── DOCUMENT SECTION ──

By Arvind Subramanian Published Date
01 - Jan - 2007
| Last Updated
01 - Jan - 2007

RAID is the abbreviation for "Redundant Array Of Independent Disks." It refers to the technology of storing data with a higher degree of protection and/or performance than regular storage.

There are many different "levels" of RAID, and typical examples are RAID 0, RAID 1, RAID 1 0, RAID 0 1, RAID 3 0, and many more. At each level, RAID takes a different approach to the storage of data.

RAID works on the concepts of Data Mirroring, Data Striping, and Parity Checks. That's where the levels come in: RAID 0 uses only striping, RAID 1 uses only mirroring, and further levels include parity checks and/or a combination of these. You get many permutations as a result, but RAID always uses at least two hard disks that work as a single unit. 

The Basic Concepts
Data Mirroring
Simply put, mirroring means making simultaneous writes of the same block of data on multiple disks. That's where the "Redundant" in "RAID" comes from. It is expensive but far from redundant in transaction- and data-intensive applications such as accounts, finance, and banking. In the case of a hard disk crash, data can be restored from a "mirrored" disk. 

Data Striping
Here, a stream of data is divided into blocks, and each block is written to a different disk in the array. The writing of the blocks takes place concurrently after the division, thus increasing the speed of the write operation. Concurrent reads, too, are faster: if you need 10 KB of data, 5 KB can come from each disk at the same time, so theoretically, you get double the data rate. This, however, is a broad generalisation. 

Parity Checks
A "parity check code" is generated during the write of every block of data. This code helps the RAID system recognise the data. During a read of the same block, the parity check code is again generated, and this is matched with the parity check code generated during the write. Now, the parity code generated during the write is stored on one of the disks in the array, and this increases the reliability of the data-and thus that of the entire database in use. 

What RAID Can Do
RAID levels 1, 0 1, 1 0, 5, 6, 5 0, and 5 1 allow a single hard disk to fail while keeping the data on the system accessible to users. Users in general would not realise that a disk has failed, and would continue to work normally. The use of RAID allows the disk in question to be changed, and the data restored and updated, without hampering work. Data from the working disk can then be mirrored back on to a new disk. Backups taken on tape or on a separate hard drive are not "online" or in real-time; there will necessarily be a delay before the system can be restored.

───

- **TASK REQUIREMENTS**
1. In the article on RAID, what is the smallest number of hard disks that RAID always uses?
2. Copy the part of the article on RAID that opens with "There are many" and closes with "storage of data.", and swap "approach" for "method".

── STUDY MATERIAL ──

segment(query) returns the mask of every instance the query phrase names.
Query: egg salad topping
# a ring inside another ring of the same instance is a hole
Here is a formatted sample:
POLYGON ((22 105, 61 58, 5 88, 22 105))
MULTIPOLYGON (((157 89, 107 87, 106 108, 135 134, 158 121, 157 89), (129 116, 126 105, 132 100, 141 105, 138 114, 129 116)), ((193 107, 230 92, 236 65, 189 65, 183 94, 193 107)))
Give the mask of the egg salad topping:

───
── STUDY MATERIAL ──

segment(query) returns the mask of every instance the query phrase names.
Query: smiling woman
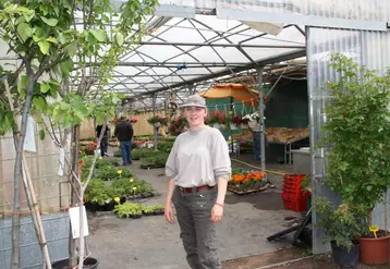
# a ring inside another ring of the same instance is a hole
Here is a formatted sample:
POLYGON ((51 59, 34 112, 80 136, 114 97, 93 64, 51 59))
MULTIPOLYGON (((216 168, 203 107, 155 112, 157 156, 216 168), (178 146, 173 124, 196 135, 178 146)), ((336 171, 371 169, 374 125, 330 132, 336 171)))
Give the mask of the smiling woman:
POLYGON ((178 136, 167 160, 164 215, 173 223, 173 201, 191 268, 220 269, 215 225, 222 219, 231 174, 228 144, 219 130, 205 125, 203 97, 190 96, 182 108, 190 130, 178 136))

───

- **RESULTS**
1. RAID always uses at least two hard disks that work as a single unit.

2.
There are many different "levels" of RAID, and typical examples are RAID 0, RAID 1, RAID 1 0, RAID 0 1, RAID 3 0, and many more. At each level, RAID takes a different method to the storage of data.